[Records from a data source]
____________________

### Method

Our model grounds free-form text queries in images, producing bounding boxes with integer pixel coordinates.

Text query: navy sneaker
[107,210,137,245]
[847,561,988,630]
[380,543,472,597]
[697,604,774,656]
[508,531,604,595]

____________________

» Prompt
Rewrite the lines above, putting "running shoe" in place of "sneaker" and keeping everything else the same.

» Response below
### Method

Our model grounds free-form text queries in images, producing bounding boxes with integer pixel coordinates.

Text query: navy running shoe
[107,210,137,245]
[847,561,988,630]
[380,543,472,597]
[697,604,774,656]
[508,531,604,595]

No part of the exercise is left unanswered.